- EXCERPT TO READ
────────────────────

1939 United States gubernatorial elections

3 governorships
|  | Majority party | Minority party |
| Party | Democratic | Republican |
| Seats before | 30 | 18 |
| Seats after | 30 | 18 |
| Seat change | Steady | Steady |
| Seats up | 3 | 0 |
| Seats won | 3 | 0 |
- Democratic hold

= 1939 United States gubernatorial elections =

United States gubernatorial elections were held in 1939, in three states. Kentucky, Louisiana and Mississippi hold their gubernatorial elections in odd numbered years, every 4 years, preceding the United States presidential election year.

────────────────────

- WHAT THIS EXERCISE ASKS
1. Which three states held gubernatorial elections in 1939, according to the 1939 gubernatorial elections text?
2. Write out the part of the 1939 gubernatorial elections text starting with "United States gubernatorial elections were" and going on through "presidential election year.".

- ENTRIES PROVIDED
────────────────────

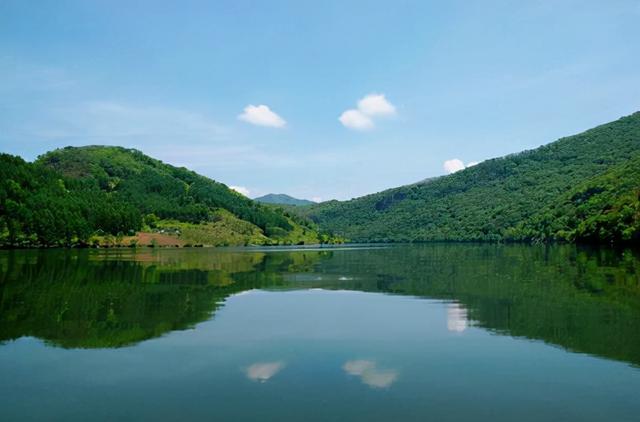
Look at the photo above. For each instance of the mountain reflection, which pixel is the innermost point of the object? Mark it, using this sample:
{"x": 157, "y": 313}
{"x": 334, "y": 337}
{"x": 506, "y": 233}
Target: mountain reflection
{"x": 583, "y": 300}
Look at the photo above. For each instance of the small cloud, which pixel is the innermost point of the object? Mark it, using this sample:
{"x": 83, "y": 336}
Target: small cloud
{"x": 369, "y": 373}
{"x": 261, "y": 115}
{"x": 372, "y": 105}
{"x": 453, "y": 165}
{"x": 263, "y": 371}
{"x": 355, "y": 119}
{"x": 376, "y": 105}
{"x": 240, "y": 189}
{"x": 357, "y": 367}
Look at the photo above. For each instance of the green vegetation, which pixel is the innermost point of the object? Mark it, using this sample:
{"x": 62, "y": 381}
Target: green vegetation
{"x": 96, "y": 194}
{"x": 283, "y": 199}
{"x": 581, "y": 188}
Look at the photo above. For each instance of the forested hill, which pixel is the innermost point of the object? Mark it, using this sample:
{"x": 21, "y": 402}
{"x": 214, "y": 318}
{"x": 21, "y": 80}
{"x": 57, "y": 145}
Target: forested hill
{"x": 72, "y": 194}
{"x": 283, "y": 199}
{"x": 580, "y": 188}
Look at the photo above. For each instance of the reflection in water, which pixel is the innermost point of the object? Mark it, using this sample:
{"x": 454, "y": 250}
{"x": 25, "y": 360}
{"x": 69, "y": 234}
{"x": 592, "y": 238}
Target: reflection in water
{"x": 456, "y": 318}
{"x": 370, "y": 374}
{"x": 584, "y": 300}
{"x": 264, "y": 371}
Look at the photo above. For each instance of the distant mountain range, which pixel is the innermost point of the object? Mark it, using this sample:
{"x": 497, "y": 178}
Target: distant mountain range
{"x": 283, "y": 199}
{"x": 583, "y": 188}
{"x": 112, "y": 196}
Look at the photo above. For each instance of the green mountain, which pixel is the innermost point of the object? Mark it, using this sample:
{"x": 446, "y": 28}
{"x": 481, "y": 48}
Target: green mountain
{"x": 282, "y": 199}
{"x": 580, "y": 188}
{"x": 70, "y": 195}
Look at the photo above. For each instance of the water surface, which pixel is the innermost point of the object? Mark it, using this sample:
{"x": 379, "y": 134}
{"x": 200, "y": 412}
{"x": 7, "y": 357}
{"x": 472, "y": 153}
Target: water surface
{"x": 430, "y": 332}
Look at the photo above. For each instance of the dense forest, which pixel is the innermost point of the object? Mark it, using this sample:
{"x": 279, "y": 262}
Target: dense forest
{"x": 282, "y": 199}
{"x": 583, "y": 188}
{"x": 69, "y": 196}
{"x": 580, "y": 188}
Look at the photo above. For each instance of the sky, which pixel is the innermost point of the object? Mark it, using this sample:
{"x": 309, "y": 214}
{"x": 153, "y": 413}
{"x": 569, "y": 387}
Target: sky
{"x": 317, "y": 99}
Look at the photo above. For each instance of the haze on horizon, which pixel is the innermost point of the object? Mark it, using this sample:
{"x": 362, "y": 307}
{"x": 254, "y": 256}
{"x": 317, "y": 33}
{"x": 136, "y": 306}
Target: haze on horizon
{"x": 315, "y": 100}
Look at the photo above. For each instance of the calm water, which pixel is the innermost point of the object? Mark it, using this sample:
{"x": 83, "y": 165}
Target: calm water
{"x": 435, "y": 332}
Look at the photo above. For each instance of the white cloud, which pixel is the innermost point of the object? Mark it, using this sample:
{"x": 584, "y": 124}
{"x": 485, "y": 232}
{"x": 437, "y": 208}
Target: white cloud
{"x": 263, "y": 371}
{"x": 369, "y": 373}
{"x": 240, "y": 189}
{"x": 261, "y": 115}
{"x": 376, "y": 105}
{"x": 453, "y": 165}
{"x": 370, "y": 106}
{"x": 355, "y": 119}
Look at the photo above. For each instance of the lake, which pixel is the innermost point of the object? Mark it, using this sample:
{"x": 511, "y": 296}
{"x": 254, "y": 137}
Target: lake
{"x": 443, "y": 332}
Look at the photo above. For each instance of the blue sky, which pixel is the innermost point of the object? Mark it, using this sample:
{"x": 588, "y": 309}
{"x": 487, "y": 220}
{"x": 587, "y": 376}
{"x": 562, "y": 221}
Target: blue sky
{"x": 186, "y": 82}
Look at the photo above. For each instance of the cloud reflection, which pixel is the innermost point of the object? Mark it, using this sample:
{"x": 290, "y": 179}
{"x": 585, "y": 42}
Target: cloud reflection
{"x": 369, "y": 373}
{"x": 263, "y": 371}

────────────────────

- ANSWERS TO THE TASKS
1. Kentucky, Louisiana and Mississippi.

2.
United States gubernatorial elections were held in 1939, in three states. Kentucky, Louisiana and Mississippi hold their gubernatorial elections in odd numbered years, every 4 years, preceding the United States presidential election year.